▶ **Problem details**
Write the next few paragraphs of the article on Trump's immigration approach, starting after its final sentence.

▶ **Text provided**
Power

Trump’s ‘Smart and Strategic’ Immigration Approach: Everyone Is Deportable

In this environment, mass detainment—particularly of groups previously protected from deportation, including mothers, vulnerable transgender domestic violence survivors, and DACA recipients—becomes justifiable.

Accusing an undocumented person of gang affiliation is the quickest way to get them arrested. John Moore/Getty Images

Following through on his campaign promise of “zero tolerance” for “criminal aliens,” President Donald Trump issued an executive order on January 25 signaling his immigration priorities. A pair of memos released this past weekend reveal how Homeland Security Secretary John Kelly will execute Trump’s orders: by broadening the pool of immigrants prioritized for removal, speeding up deportation hearings, and enlisting local law enforcement to increase Trump’s deportation force.

Priorities for deportation include those who have been convicted of a criminal offense; those who have an unresolved charge of a criminal offense; and those who have committed acts that constitute a chargeable criminal offense.

But even before the memos were revealed, Trump’s orders began to take shape when Immigration and Customs Enforcement (ICE) carried out a series of nationwide sweeps, detaining nearly 700 undocumented immigrants. Fact sheets prepared by ICE characterized all who were detained as “criminal aliens,” “illegal re-entrants,” and “immigration fugitives.”

Daniel Ramirez Medina doesn’t meet any of these criteria, yet he has been in a prison-like detention center since February 10.

His case sheds light on the many challenges facing the immigrants’ rights movement, including the targeting of people who are not serious criminals and the prioritization of those ordered to be deported. It also raises concerns many in the movement have flagged before, issues surrounding detainment and deportation as “cruel” systems that shouldn’t be ignored in larger conversations around immigration.

While many have dismissed Trump’s experience and judgement on these issues, advocates who spoke to Rewire assert that the president is being “smart and strategic” in his approach to detainment and deportation. The White House has repeatedly pushed the narrative that all undocumented immigrants are criminals, and ICE has painstakingly detailed the supposed crimes committed by those targeted in public sweeps on immigrant communities nationwide. At this point, actual criminality stops mattering. Trump is creating an environment in which immigrant status and criminality are conflated, making every undocumented immigrant (including non-targeted people) an enforcement priority.

(Region annotation entries)
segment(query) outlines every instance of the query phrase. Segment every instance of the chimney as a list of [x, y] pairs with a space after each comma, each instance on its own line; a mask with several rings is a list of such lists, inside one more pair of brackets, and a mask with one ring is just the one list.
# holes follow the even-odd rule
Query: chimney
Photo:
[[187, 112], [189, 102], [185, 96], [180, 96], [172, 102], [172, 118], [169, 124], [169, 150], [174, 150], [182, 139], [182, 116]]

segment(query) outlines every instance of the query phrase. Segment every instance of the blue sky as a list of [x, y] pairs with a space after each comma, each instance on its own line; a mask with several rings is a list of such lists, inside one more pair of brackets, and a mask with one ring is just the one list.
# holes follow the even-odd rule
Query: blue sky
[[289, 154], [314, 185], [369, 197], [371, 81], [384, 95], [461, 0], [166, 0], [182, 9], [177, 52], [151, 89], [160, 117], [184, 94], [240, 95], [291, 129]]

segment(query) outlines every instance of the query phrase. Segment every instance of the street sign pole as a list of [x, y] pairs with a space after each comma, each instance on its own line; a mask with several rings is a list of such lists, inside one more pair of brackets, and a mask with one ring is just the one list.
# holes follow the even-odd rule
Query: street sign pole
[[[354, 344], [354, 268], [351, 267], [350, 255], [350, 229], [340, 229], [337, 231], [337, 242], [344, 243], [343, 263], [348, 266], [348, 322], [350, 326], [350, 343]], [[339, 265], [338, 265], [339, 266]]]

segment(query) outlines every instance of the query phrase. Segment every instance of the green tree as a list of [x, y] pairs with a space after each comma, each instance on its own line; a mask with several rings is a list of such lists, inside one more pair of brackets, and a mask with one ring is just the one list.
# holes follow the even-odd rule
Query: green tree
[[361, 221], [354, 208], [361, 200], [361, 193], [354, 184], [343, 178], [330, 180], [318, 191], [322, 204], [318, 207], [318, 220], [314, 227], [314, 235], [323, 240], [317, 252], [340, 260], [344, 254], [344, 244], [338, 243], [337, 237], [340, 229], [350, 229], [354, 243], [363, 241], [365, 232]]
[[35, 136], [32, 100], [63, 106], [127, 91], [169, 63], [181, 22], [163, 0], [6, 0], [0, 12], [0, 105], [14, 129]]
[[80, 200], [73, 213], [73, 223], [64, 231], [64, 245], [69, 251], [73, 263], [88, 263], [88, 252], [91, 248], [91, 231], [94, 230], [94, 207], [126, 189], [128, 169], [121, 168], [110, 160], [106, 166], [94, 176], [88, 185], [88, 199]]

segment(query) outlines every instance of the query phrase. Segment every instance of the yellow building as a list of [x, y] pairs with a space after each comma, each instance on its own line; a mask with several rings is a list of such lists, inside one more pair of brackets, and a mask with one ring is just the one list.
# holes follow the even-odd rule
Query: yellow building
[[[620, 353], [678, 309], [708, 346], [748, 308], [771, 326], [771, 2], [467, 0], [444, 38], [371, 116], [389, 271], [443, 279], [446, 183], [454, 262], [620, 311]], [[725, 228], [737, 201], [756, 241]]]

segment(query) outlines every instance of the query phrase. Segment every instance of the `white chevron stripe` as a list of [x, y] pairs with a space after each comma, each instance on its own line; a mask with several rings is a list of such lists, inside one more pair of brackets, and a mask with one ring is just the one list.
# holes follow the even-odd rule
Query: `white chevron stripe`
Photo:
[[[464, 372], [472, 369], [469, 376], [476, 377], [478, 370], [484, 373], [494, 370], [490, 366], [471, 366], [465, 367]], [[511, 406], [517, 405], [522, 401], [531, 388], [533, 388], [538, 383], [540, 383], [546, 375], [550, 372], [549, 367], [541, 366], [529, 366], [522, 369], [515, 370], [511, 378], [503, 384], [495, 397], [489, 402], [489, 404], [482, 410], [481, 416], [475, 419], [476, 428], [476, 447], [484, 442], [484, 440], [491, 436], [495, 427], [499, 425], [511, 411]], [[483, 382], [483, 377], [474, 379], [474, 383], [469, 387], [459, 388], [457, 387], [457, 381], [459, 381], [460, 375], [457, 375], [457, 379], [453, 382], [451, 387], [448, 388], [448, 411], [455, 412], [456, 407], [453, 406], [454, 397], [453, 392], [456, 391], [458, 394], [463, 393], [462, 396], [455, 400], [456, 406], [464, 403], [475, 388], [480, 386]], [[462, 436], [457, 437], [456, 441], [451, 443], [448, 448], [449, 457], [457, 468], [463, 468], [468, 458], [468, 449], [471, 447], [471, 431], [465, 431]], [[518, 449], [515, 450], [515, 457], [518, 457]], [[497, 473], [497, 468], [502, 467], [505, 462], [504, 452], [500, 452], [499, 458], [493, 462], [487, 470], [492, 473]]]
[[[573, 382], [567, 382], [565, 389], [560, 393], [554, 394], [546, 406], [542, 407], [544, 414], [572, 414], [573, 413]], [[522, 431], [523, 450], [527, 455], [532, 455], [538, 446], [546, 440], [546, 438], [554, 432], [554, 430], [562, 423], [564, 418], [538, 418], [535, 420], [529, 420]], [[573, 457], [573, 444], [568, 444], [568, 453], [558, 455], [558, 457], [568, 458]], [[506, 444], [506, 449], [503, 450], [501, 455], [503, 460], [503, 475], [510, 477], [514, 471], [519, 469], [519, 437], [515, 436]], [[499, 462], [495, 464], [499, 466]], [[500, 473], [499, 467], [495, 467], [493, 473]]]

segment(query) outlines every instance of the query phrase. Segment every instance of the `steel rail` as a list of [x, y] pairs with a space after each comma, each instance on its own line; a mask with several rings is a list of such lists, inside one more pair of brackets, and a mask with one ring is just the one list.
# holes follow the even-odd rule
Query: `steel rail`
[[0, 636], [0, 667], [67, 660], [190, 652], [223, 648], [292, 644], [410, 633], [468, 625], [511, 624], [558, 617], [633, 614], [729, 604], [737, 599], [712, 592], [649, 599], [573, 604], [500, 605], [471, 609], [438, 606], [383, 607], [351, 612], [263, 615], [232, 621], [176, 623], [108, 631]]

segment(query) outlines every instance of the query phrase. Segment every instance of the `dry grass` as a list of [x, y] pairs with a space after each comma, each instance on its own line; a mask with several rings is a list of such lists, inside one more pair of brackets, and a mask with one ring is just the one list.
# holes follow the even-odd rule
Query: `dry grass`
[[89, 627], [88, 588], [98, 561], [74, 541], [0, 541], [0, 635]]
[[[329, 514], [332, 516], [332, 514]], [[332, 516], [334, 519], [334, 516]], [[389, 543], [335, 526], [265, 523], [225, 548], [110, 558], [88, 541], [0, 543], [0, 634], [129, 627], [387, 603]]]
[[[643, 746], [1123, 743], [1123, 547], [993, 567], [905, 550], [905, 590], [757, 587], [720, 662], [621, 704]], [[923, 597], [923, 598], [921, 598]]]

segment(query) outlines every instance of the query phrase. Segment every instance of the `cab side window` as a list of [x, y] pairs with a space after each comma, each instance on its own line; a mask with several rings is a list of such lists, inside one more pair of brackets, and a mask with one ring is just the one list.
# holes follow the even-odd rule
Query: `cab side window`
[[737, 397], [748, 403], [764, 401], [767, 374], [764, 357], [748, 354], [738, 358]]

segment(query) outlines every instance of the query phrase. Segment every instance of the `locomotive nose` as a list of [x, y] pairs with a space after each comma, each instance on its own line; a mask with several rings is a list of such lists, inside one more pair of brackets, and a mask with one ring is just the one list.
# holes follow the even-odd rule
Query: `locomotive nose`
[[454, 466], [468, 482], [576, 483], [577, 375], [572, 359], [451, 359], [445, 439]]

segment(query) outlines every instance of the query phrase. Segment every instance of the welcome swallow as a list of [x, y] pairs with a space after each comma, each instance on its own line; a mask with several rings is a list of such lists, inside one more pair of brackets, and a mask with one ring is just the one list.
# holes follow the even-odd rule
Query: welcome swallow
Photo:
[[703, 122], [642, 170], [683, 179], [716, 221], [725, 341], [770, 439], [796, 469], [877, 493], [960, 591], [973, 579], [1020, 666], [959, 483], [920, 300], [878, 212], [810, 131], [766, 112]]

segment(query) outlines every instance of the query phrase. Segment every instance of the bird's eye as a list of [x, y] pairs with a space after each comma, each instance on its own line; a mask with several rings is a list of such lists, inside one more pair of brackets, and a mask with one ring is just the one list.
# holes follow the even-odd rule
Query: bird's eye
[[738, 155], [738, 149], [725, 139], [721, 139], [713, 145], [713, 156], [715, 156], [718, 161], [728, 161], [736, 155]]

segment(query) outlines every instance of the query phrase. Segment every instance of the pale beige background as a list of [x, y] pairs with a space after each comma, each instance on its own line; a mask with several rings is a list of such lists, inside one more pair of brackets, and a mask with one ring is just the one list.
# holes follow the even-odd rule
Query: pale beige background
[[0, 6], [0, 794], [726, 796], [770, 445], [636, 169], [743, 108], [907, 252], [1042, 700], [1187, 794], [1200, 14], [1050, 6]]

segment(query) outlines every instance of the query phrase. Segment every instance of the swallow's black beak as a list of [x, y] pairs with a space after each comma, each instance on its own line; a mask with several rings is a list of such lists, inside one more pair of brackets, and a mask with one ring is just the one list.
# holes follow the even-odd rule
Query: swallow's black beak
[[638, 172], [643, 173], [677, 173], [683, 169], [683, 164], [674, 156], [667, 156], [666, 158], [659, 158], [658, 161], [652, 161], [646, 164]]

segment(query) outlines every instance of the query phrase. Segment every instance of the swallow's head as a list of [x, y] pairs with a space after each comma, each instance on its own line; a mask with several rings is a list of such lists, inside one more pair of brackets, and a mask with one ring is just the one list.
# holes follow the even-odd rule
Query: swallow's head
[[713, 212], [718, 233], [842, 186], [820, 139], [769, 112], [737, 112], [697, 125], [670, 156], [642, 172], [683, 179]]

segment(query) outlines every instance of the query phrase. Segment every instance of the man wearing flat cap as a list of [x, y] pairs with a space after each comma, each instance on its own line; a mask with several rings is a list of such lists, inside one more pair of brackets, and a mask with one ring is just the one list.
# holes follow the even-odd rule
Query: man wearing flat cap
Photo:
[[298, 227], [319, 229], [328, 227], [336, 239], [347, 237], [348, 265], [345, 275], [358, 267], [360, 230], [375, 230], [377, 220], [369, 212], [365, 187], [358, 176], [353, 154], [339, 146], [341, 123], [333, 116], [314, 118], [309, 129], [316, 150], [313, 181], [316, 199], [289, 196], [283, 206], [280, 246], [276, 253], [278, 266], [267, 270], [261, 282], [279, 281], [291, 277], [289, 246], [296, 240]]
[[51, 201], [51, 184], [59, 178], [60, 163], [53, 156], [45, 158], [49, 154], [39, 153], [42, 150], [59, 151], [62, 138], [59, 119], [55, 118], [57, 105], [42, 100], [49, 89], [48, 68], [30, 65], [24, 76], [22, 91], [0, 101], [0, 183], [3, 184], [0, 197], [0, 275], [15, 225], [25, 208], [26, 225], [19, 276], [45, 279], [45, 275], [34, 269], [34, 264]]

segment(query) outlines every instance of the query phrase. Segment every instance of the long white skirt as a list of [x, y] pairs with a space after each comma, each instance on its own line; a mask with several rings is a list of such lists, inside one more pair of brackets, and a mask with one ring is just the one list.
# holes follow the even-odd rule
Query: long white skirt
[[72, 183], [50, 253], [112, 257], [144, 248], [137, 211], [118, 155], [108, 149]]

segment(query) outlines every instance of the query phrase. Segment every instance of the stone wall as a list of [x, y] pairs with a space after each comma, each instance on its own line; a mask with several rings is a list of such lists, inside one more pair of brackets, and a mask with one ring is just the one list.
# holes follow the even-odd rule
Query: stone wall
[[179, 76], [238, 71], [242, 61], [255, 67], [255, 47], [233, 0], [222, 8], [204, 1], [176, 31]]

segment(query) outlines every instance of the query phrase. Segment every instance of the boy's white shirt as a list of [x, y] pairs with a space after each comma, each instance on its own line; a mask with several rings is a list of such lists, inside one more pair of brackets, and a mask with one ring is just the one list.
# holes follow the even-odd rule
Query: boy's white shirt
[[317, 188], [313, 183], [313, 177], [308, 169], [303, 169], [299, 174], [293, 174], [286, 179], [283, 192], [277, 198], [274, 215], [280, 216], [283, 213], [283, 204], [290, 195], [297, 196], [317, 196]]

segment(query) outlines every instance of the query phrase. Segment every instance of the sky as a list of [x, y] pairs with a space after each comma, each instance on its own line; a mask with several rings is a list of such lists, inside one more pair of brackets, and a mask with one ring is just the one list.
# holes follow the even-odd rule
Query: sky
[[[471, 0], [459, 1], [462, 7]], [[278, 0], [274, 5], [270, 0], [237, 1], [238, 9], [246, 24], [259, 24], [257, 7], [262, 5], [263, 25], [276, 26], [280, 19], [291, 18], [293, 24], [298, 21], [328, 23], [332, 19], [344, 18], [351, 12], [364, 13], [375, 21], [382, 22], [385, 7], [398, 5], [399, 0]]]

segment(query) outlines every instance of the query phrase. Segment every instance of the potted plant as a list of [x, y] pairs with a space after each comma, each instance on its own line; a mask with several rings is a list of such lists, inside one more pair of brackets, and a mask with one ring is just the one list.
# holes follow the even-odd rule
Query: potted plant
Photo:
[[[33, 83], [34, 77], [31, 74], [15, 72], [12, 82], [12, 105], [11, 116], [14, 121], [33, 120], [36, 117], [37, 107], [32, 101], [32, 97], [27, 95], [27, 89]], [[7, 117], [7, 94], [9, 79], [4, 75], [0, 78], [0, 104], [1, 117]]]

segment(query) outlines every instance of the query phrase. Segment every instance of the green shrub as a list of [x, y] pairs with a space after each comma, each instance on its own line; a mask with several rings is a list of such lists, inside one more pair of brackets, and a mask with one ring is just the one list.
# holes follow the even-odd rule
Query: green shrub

▶ **Answer for this exercise**
Insufficient Evidence

Ramirez Medina, who appeared in court Friday for a status conference, made national headlines and brought advocates to the streets in emergency protests last week. The 23-year-old father is a Deferred Action for Childhood Arrivals (DACA) recipient—the Obama-era immigration policy that let young undocumented immigrants who meet specific requirements receive a work permit and authorization to stay in the United States, renewable every two years. According to his attorneys, Ramirez Medina first received DACA in 2014 and had it renewed on May 5, 2016, meaning he should be protected from deportation until May 2018.

But on February 10, ICE agents arrived at his Washington home with an arrest warrant for his father. When the immigration agents encountered Ramirez Medina, according to a lawsuit filed on his behalf, they asked him if he was “legally here.” He informed the agents that he had DACA, but they detained him anyway.

In ICE’s account of what transpired, Ramirez Medina said to an agent that he “used to hang out with” and “still hangs out with” members of two gangs. Mark Rosenbaum, one of his attorneys, said in a statement that this is false and that his client “did not say these things because they are not true.” Even if they were true, Rosenbaum said these claims “still would not be sufficient evidence” that Ramirez Medina is a “threat to the public safety or national security.”

Ramirez Medina alleges that the questioning about gang affiliation did not happen until after he was arrested, and his attorneys claim that ICE officials altered a document he submitted requesting a transfer out of his unit at Northwest Detention Center in Tacoma, Washington.

On Thursday, the U.S. Department of Justice had to defend why Ramirez Medina remains in custody. The only corroborating evidence ICE offered for its assertion he is in a gang, besides the supposed confession, comes in the form of his tattoo. The Seattle Times reported that the tattoo on Ramirez Medina’s forearm says “La Paz BCS,” which Ramirez Medina argued is not gang-related. “Paz“ means “peace” in Spanish and according to the DACA recipient, “BCS” is a reference to Baja California Sur, the area of Mexico where he was born.

As Ramirez Medina’s fate in this country hangs in the balance, many are raising questions about ICE detaining a DACA recipient on the basis of supposed gang ties. But for advocates active during Obama’s presidency, Trump’s orders only pick up where Obama left off.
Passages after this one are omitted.